THE REQUEST -
Pick out and copy each line of the records below that contains the word "cabinet", treating uppercase and lowercase letters as distinct.

DATA LISTING -

= = = = =

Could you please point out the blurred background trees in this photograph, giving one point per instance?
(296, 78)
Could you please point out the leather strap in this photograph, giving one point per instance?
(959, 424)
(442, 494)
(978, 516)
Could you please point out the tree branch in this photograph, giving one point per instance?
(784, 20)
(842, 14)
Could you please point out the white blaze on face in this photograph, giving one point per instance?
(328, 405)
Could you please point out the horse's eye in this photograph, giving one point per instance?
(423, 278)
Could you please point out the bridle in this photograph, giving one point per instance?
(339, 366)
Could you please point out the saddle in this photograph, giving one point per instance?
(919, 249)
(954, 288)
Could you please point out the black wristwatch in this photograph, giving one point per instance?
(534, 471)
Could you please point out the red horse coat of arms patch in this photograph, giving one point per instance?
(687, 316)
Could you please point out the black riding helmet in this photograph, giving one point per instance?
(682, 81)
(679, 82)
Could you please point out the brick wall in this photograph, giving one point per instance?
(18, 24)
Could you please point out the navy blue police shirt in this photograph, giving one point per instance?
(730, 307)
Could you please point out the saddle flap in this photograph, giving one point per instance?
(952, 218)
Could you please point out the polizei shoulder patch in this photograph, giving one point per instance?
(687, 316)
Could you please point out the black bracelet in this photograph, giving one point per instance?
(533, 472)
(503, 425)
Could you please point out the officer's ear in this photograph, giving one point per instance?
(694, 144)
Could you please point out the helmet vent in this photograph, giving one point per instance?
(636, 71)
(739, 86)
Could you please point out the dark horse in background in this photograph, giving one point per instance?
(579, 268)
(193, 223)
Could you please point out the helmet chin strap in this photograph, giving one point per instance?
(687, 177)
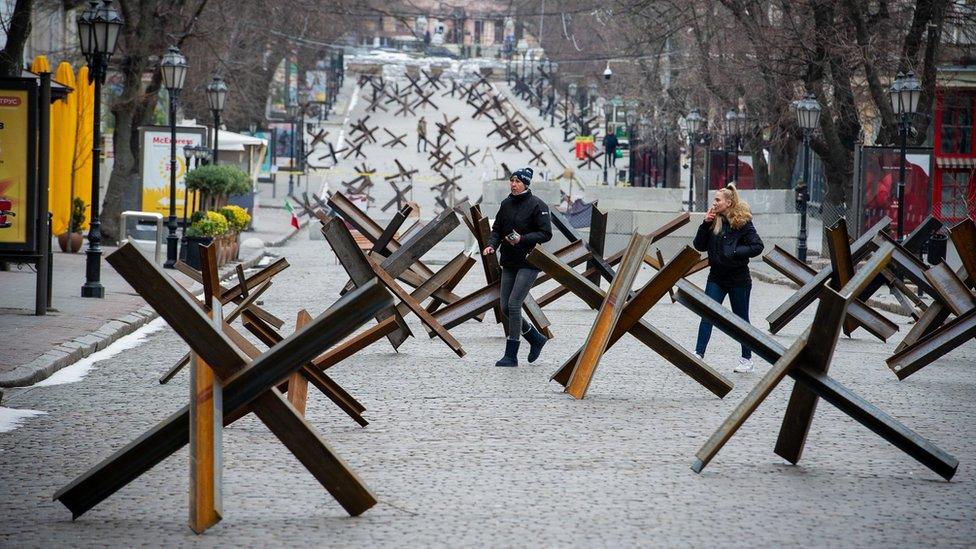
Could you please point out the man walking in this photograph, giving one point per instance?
(422, 133)
(610, 147)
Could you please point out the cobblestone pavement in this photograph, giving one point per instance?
(461, 453)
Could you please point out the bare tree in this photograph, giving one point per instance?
(17, 29)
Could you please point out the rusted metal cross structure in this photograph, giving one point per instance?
(807, 361)
(244, 294)
(847, 255)
(362, 269)
(394, 139)
(228, 384)
(933, 336)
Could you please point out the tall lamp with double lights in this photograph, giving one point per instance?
(905, 93)
(98, 32)
(173, 66)
(807, 117)
(693, 122)
(217, 97)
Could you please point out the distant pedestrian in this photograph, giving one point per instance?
(610, 148)
(422, 133)
(522, 222)
(731, 240)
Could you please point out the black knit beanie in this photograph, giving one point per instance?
(524, 175)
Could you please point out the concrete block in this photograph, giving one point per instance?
(620, 221)
(763, 201)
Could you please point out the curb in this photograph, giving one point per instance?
(73, 350)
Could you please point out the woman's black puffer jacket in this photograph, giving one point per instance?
(729, 251)
(527, 215)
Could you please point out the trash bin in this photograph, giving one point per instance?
(937, 248)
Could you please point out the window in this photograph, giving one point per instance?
(958, 195)
(957, 123)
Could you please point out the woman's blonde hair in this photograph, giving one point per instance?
(738, 213)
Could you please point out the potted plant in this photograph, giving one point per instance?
(237, 219)
(204, 229)
(72, 240)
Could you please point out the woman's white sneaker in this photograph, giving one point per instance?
(745, 366)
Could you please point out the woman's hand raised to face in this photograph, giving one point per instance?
(710, 216)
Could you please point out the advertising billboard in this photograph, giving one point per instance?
(878, 189)
(156, 166)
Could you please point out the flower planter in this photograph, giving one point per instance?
(71, 242)
(190, 249)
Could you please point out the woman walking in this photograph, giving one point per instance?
(729, 237)
(521, 223)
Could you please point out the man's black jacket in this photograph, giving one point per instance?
(729, 251)
(527, 215)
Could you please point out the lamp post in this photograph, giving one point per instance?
(98, 31)
(730, 123)
(807, 117)
(292, 110)
(540, 83)
(173, 66)
(694, 124)
(553, 67)
(905, 93)
(740, 129)
(217, 97)
(631, 145)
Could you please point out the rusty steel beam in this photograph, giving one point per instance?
(631, 321)
(597, 241)
(358, 268)
(375, 333)
(951, 288)
(790, 363)
(923, 352)
(608, 316)
(414, 306)
(810, 291)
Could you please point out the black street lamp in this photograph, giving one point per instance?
(693, 122)
(173, 66)
(217, 97)
(98, 33)
(731, 120)
(632, 145)
(905, 93)
(740, 130)
(807, 117)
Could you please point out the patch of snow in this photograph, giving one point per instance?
(11, 418)
(78, 370)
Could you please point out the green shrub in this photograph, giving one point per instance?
(212, 224)
(237, 217)
(218, 181)
(78, 208)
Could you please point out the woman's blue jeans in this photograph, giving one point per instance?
(739, 299)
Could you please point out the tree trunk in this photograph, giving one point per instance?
(12, 54)
(131, 110)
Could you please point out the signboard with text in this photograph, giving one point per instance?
(18, 186)
(156, 166)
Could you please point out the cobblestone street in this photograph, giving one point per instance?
(461, 453)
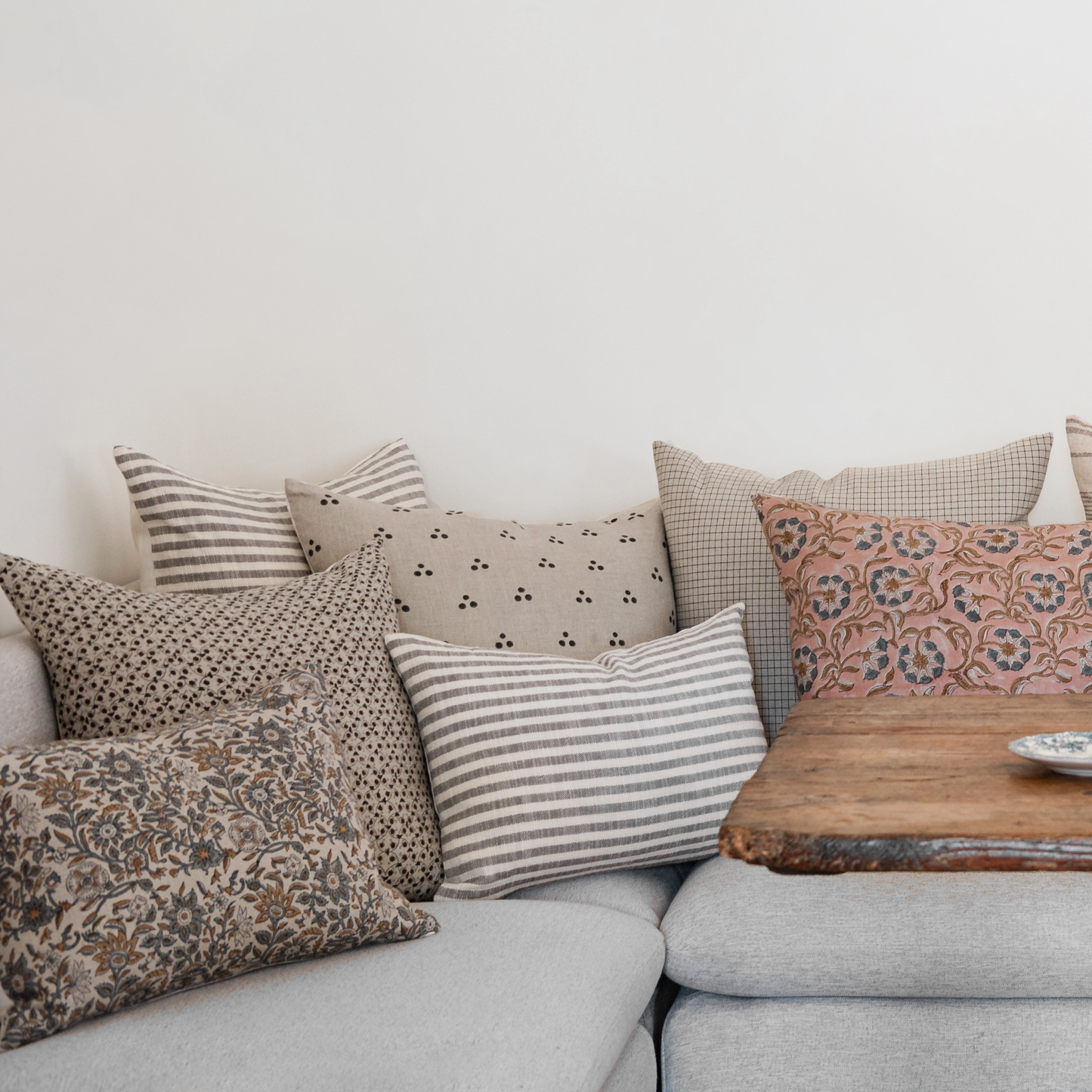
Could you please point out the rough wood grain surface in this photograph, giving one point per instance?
(914, 784)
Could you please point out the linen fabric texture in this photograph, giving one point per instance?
(545, 768)
(571, 589)
(141, 866)
(1079, 436)
(719, 554)
(193, 537)
(122, 662)
(920, 608)
(880, 934)
(832, 1044)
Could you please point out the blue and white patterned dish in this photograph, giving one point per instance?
(1063, 751)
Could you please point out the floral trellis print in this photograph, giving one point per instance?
(138, 866)
(897, 606)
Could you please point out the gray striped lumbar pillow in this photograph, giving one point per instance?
(1079, 435)
(193, 537)
(545, 767)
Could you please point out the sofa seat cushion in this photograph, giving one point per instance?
(643, 892)
(853, 1044)
(508, 995)
(738, 928)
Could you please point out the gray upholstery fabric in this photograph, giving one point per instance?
(831, 1044)
(509, 995)
(26, 711)
(738, 928)
(645, 892)
(636, 1070)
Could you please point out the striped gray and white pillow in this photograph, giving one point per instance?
(545, 767)
(193, 537)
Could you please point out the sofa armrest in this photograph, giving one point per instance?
(26, 704)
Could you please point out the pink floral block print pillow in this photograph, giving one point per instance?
(139, 866)
(897, 606)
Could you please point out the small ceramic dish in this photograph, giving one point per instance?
(1063, 751)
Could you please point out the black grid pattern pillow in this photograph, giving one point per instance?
(545, 767)
(193, 537)
(1079, 435)
(719, 555)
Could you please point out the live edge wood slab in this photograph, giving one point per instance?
(914, 784)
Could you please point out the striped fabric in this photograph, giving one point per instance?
(545, 767)
(1079, 435)
(193, 537)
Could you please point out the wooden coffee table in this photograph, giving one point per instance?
(862, 784)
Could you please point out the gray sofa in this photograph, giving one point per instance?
(865, 982)
(554, 989)
(852, 983)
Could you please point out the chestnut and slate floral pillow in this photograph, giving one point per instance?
(122, 662)
(141, 866)
(896, 606)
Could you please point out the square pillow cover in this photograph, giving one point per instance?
(194, 537)
(719, 555)
(895, 606)
(139, 866)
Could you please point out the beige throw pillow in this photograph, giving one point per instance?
(1079, 435)
(719, 557)
(571, 589)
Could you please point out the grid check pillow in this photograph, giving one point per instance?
(1079, 435)
(545, 767)
(193, 537)
(719, 555)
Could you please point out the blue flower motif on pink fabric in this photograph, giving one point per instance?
(832, 596)
(1048, 594)
(789, 537)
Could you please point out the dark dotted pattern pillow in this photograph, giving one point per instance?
(571, 589)
(122, 662)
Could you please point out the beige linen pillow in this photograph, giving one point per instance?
(122, 662)
(569, 589)
(719, 557)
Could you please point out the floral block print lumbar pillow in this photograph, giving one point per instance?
(137, 868)
(122, 662)
(547, 767)
(886, 606)
(719, 557)
(193, 537)
(568, 589)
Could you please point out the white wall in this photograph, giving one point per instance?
(257, 240)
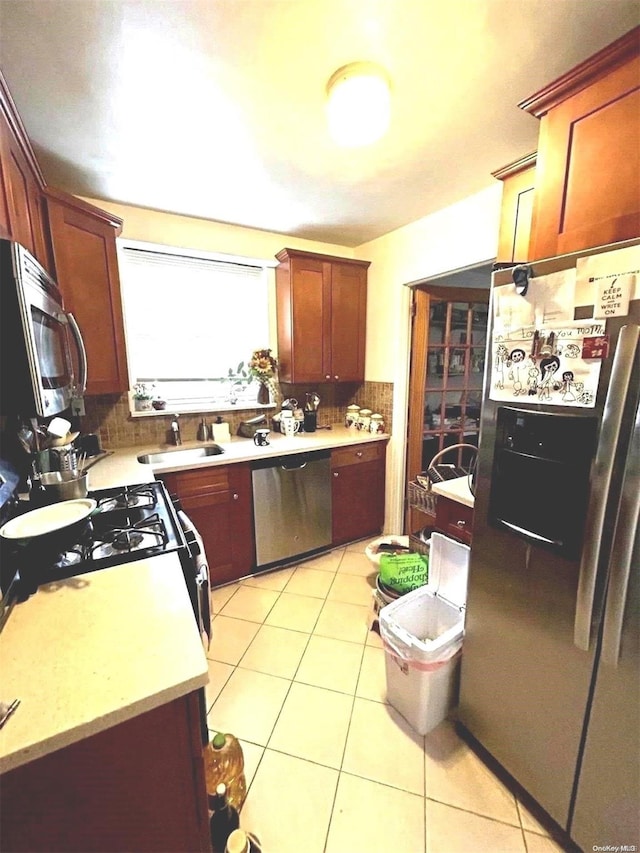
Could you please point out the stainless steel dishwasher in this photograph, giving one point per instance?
(291, 505)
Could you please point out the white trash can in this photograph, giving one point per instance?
(422, 634)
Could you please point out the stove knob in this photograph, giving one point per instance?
(192, 543)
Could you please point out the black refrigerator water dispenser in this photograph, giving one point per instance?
(540, 477)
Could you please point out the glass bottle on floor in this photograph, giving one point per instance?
(224, 762)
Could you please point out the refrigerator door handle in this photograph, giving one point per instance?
(602, 471)
(622, 551)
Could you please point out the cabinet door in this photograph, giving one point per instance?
(86, 263)
(518, 187)
(357, 495)
(454, 519)
(218, 501)
(588, 170)
(348, 323)
(321, 304)
(303, 319)
(241, 519)
(20, 194)
(445, 387)
(138, 785)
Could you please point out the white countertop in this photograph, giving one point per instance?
(456, 490)
(90, 652)
(122, 466)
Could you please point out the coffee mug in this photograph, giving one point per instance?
(260, 438)
(289, 426)
(310, 421)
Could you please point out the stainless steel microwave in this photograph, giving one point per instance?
(43, 363)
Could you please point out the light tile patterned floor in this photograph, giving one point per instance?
(331, 766)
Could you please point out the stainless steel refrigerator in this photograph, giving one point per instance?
(550, 676)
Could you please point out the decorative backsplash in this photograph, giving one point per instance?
(109, 415)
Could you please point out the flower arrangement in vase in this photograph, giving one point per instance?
(263, 367)
(143, 394)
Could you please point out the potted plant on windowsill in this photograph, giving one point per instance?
(263, 367)
(143, 394)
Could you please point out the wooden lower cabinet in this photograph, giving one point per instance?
(454, 519)
(357, 491)
(136, 786)
(219, 501)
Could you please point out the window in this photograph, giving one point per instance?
(191, 320)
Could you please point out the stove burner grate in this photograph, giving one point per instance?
(129, 498)
(149, 532)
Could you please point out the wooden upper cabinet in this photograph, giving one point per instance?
(21, 183)
(518, 186)
(588, 168)
(322, 307)
(83, 239)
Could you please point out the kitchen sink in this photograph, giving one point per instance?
(177, 457)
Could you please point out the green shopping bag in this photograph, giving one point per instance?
(404, 572)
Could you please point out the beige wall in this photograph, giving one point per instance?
(173, 230)
(458, 236)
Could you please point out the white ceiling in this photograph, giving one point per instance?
(215, 108)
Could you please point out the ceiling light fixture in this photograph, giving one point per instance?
(358, 104)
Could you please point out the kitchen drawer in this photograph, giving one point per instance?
(454, 519)
(355, 454)
(198, 481)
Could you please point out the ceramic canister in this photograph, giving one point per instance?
(364, 419)
(351, 416)
(376, 424)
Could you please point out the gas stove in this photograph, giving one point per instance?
(131, 523)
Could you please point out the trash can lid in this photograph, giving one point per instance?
(449, 569)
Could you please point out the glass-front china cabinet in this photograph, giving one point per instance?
(445, 389)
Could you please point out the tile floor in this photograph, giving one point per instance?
(331, 767)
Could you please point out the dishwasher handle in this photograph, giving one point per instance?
(294, 467)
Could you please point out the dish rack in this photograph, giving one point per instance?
(419, 545)
(421, 495)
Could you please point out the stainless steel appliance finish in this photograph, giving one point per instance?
(36, 336)
(291, 506)
(550, 680)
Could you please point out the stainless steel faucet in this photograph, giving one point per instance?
(176, 438)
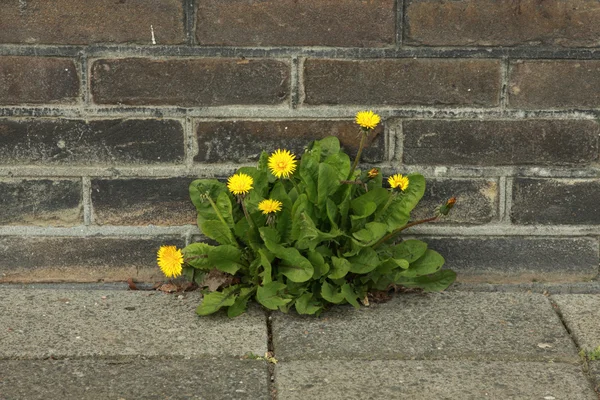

= = = = =

EXPECTED ANSWER -
Could you please point out the cabinet door in this photograph, giving one point per instance?
Could you please point out the wooden lower cabinet in this photograph, giving one point per instance?
Could you please point out the wooden upper cabinet in this photograph, giving one point per instance?
Could you please point out the glass-front china cabinet in this photograph, giving one point per instance?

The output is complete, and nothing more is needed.